-- BEGIN --
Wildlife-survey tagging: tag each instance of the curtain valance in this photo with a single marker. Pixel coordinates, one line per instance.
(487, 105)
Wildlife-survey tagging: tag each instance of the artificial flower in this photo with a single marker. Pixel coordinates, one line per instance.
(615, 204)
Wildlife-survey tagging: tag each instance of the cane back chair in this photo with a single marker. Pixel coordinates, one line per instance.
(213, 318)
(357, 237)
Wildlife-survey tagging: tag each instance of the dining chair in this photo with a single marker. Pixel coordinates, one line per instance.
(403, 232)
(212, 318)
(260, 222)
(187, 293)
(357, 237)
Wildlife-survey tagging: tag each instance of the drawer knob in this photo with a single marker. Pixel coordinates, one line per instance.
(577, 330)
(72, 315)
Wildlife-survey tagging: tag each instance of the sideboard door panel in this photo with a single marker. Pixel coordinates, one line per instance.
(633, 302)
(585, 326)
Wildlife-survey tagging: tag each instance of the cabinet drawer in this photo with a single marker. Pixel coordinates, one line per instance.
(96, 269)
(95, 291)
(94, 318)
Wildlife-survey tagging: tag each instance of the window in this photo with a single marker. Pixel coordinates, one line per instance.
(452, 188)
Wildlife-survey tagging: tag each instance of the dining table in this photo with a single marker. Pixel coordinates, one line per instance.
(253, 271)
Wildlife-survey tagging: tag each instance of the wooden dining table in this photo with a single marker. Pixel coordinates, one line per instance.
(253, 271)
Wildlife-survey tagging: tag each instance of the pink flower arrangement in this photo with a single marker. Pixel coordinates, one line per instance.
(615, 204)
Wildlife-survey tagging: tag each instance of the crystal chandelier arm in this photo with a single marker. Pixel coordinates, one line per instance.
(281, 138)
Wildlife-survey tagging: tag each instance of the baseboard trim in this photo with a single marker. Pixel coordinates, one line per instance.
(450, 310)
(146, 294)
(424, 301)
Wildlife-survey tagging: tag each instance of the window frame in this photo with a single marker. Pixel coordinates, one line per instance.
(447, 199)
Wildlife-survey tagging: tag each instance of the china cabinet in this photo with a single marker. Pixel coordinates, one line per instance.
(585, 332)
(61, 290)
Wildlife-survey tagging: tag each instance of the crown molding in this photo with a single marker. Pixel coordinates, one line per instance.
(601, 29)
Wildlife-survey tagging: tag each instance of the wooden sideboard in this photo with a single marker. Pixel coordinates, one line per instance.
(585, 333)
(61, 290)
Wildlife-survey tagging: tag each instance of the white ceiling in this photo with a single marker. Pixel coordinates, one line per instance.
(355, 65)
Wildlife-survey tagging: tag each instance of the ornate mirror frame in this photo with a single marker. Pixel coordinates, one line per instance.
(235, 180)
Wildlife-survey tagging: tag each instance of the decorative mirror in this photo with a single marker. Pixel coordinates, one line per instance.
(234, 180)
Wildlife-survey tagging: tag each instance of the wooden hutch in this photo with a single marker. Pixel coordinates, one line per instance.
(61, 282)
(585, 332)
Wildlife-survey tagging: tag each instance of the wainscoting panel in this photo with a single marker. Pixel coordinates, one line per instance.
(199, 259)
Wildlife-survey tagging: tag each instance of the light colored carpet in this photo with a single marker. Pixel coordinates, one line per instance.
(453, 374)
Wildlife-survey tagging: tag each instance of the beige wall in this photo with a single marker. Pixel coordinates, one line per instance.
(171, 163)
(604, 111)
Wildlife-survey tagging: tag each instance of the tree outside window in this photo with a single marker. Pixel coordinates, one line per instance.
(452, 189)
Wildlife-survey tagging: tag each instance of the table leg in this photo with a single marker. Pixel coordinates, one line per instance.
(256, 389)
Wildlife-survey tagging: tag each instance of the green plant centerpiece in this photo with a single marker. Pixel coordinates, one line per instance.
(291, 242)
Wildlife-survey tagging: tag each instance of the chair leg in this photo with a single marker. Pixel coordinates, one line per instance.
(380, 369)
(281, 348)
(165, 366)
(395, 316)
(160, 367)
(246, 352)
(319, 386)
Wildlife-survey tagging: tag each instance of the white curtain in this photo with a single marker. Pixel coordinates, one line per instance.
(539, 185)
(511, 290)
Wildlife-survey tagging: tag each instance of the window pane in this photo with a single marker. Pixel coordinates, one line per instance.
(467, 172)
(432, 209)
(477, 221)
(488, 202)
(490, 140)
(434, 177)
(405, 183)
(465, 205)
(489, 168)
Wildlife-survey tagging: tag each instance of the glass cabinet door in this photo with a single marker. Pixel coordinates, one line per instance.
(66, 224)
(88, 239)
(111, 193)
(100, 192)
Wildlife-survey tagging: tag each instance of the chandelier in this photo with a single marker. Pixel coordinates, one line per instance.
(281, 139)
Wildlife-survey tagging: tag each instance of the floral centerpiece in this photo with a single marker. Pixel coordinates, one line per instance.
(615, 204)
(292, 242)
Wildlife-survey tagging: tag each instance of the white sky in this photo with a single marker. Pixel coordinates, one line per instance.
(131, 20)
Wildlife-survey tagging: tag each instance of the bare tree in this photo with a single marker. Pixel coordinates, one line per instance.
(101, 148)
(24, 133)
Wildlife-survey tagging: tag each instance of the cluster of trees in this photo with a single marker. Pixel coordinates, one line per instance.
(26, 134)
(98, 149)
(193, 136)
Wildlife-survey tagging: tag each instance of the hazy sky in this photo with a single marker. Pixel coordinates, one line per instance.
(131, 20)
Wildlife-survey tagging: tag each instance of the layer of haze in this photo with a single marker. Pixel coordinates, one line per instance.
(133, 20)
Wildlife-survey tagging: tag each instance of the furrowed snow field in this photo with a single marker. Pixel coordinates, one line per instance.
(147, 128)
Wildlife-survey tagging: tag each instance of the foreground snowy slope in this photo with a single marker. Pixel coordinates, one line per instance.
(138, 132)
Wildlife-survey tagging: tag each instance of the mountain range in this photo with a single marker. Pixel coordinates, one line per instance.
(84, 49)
-- END --
*WRITTEN EXERCISE*. Quote the data in full, keeping each word unchanged.

*RIGHT ANSWER*.
Wildlife-survey tagging: tag each instance of the curtain valance in this photo with a single marker. Pixel coordinates, one line per instance.
(487, 105)
Wildlife-survey tagging: tag each instance of the artificial flower in this photo with a single marker. Pixel coordinates, one line per instance.
(615, 204)
Wildlife-survey tagging: tag each instance of the cane back chair in this photo with a single marker. Pixel coordinates, one line per instance.
(213, 318)
(357, 237)
Wildlife-survey tagging: tag each instance of the dining chair in this photo with a single marker. Pixel coordinates, one line per instance.
(403, 232)
(212, 318)
(260, 222)
(187, 293)
(357, 237)
Wildlife-survey tagging: tag each instance of the drawer knob in this photo with a single marker. Pixel coordinates, one line per instance.
(577, 330)
(72, 315)
Wildlife-survey tagging: tag each instance of the sideboard door panel in this photo with a single marker. Pixel coordinates, one line per instance.
(633, 302)
(585, 326)
Wildlife-survey tagging: tag each instance of the cabinet drawer in this photo with a single marker. Pixel coordinates, one line per instance.
(96, 269)
(95, 291)
(94, 318)
Wildlife-survey tagging: tag each instance of the window in this photo with a single marker. Pixel coordinates, one line per instance.
(452, 188)
Wildlife-survey tagging: tag each instance of the dining table in this photo with a single marker. Pixel coordinates, one line per instance.
(253, 271)
Wildlife-survey tagging: tag each instance of the wooden dining table in this photo with a single marker. Pixel coordinates, one line per instance.
(253, 271)
Wildlife-survey tagging: tag each instance of the pink flower arrangement in this photo with a single marker. Pixel coordinates, one line per instance.
(615, 204)
Wildlife-survey tagging: tag each instance of the crystal chandelier arm in this photo with a single marker. Pixel coordinates, one line per instance.
(281, 138)
Wildlife-survey tagging: tag each instance of the baseboard trim in this photo with a single marker. Pixel coordinates, one line per instance.
(450, 310)
(146, 294)
(424, 301)
Wildlife-survey tagging: tag each instance of the window frame in this photo with a single marker. Pixel coordinates, one line per instance.
(447, 199)
Wildlife-survey tagging: tag each instance of the china cabinet in this photo with a single marker. Pixel coordinates, one line per instance.
(585, 332)
(61, 290)
Wildlife-survey tagging: tag each instance of the crown molding in this photo with a single marker. Pixel coordinates, one line per instance.
(601, 29)
Wildlife-survey tagging: tag each instance of the wooden sideboard in this photo with a single marker. Pixel coordinates, one line per instance.
(585, 333)
(61, 290)
Wildlife-survey tagging: tag each instance of the white ceiling in this photo with a single marker. Pixel coordinates, one line per instance.
(355, 65)
Wildlife-survey tagging: tag each instance of the ornate mirror frame in this photo with a single marker. Pixel coordinates, one line per instance.
(235, 180)
Wildlife-survey tagging: tag each instance of the decorative mirror in this photo with a single marker. Pixel coordinates, one line per instance.
(234, 180)
Wildlife-survey tagging: tag each instance of the wooden hutch in this photo with a single marker. Pixel coordinates, one line per instance.
(61, 282)
(585, 332)
Wildlife-survey tagging: tag each instance of the wainscoting panel in this photo with a single marker. Pixel coordinates, one line per instance.
(199, 259)
Wildlife-survey tagging: tag each instance of the light colored carpet in this photo with a single marker. Pixel coordinates, one line per instance.
(453, 374)
Wildlife-survey tagging: tag each instance of the beige wall in this photo with a single marker. Pixel coordinates, one line per instance.
(171, 163)
(604, 111)
Wildlife-survey tagging: tag each instance of the tree outside window in this photo with a single marker. Pixel coordinates, one line per instance.
(452, 189)
Wildlife-survey tagging: tag each instance of the table leg in this photo with a single marker. Pixel coordinates, one line per instance.
(256, 389)
Wildlife-survey tagging: tag each instance of the green plant centerpiece in this photo with a single marker. Pixel coordinates, one line per instance.
(291, 242)
Wildlife-survey tagging: tag each instance of the chair leg in this photo with a single marker. Pixel coordinates, one line per instance.
(380, 369)
(281, 348)
(165, 366)
(395, 316)
(160, 367)
(246, 352)
(319, 386)
Wildlife-survey tagging: tag each instance of the white curtain in this photo with a single marker. Pixel coordinates, one line per instance.
(539, 185)
(511, 290)
Wildlife-survey tagging: tag each instance of the window pane in this photo with a single marker. Pixel coordinates, one line per instance.
(467, 172)
(432, 209)
(477, 221)
(488, 202)
(490, 140)
(434, 177)
(405, 183)
(465, 205)
(489, 168)
Wildlife-survey tagging: tag each instance of the glass cabinet door in this photo with a single marker. Pixel coordinates, one line per instance.
(66, 224)
(88, 239)
(111, 193)
(100, 192)
Wildlife-survey tagging: tag each instance of the chandelier in this photo with a single marker. Pixel coordinates, one line per instance.
(281, 139)
Wildlife-survey tagging: tag each instance of the floral centerpiece in this photo with a single marker. Pixel coordinates, one line per instance.
(615, 204)
(292, 242)
Wildlife-survey tagging: tag each instance of the white sky in this photo with a single marker. Pixel coordinates, one line per instance.
(131, 20)
Wildlife-survey tagging: tag each instance of the bare tree in this photo with a single marker. Pixel coordinates, one line per instance.
(101, 148)
(24, 133)
Wildlife-survey tagging: tag each instance of the cluster of trees in this photo with a single marker. Pixel coordinates, one line per instance.
(26, 134)
(98, 149)
(193, 136)
Wildlife-survey tagging: tag each instance of the hazy sky in this photo with a single marker. Pixel coordinates, one line per instance.
(131, 20)
Wildlife-survey tagging: tag each instance of the layer of haze in this photo with a single marker. Pixel coordinates, one line per instance.
(133, 20)
Wildlife-survey tagging: tag each instance of the furrowed snow field in this photo with a single marker. Pixel coordinates, one line per instance.
(147, 128)
Wildlife-survey tagging: tag each instance of the foreground snowy slope in this photo with a single marker. Pixel coordinates, one line per instance.
(138, 132)
Wildlife-survey tagging: tag each instance of the mountain range in this photo with a single marker. Pixel coordinates, one line per instance.
(84, 49)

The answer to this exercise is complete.